**Aim of the exercise:**
Please retype the data below exactly as it appears, keeping every line unchanged.
* Start *
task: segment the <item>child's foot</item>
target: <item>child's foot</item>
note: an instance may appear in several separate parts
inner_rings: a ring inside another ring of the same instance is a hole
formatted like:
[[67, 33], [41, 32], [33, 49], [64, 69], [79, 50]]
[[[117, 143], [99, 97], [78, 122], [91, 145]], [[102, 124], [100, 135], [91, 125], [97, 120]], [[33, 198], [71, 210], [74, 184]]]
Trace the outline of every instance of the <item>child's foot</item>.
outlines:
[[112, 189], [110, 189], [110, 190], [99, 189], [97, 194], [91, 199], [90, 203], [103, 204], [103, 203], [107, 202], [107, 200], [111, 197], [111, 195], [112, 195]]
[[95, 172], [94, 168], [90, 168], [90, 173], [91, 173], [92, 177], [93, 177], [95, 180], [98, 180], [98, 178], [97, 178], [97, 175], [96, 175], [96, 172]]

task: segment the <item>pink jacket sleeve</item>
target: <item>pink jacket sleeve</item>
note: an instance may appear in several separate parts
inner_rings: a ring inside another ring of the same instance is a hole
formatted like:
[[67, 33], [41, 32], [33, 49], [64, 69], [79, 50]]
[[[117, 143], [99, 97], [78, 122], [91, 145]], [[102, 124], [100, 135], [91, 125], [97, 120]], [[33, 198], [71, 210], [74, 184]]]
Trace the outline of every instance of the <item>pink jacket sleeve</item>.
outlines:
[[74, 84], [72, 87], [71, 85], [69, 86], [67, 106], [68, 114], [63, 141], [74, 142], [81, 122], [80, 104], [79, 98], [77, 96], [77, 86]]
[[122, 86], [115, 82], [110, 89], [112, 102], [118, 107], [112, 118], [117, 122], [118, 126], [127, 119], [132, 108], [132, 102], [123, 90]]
* End *
**Answer to the problem:**
task: segment the <item>child's foot</item>
target: <item>child's foot</item>
note: an instance may appear in several separate parts
inner_rings: a ring inside another ring of the same instance is a hole
formatted like:
[[67, 33], [41, 32], [33, 49], [64, 69], [79, 50]]
[[[117, 143], [99, 97], [78, 122], [91, 145]], [[102, 124], [100, 135], [91, 125], [97, 120]], [[33, 198], [71, 210], [74, 184]]]
Trace the outline of every instance of the <item>child's foot</item>.
outlines:
[[112, 189], [110, 189], [110, 190], [99, 189], [97, 194], [91, 199], [90, 203], [103, 204], [103, 203], [107, 202], [107, 200], [111, 197], [111, 195], [112, 195]]
[[95, 172], [94, 168], [90, 168], [90, 173], [91, 173], [92, 177], [93, 177], [95, 180], [98, 180], [98, 178], [97, 178], [97, 175], [96, 175], [96, 172]]

task: segment the <item>pink jacket sleeve</item>
target: <item>pink jacket sleeve</item>
note: an instance may appear in several separate parts
inner_rings: a ring inside another ring of the same instance is a hole
formatted like:
[[67, 33], [41, 32], [33, 49], [64, 69], [79, 50]]
[[[117, 143], [99, 97], [78, 122], [91, 145]], [[102, 124], [100, 135], [91, 125], [97, 120]], [[33, 198], [71, 210], [74, 184]]]
Trace the outline of every instance of the <item>pink jacket sleeve</item>.
outlines:
[[74, 84], [72, 87], [71, 85], [69, 86], [67, 106], [68, 114], [63, 141], [74, 142], [81, 122], [80, 104], [79, 98], [77, 96], [77, 86]]
[[122, 86], [115, 82], [110, 89], [112, 102], [118, 107], [112, 118], [117, 122], [118, 126], [127, 119], [132, 108], [132, 102], [123, 90]]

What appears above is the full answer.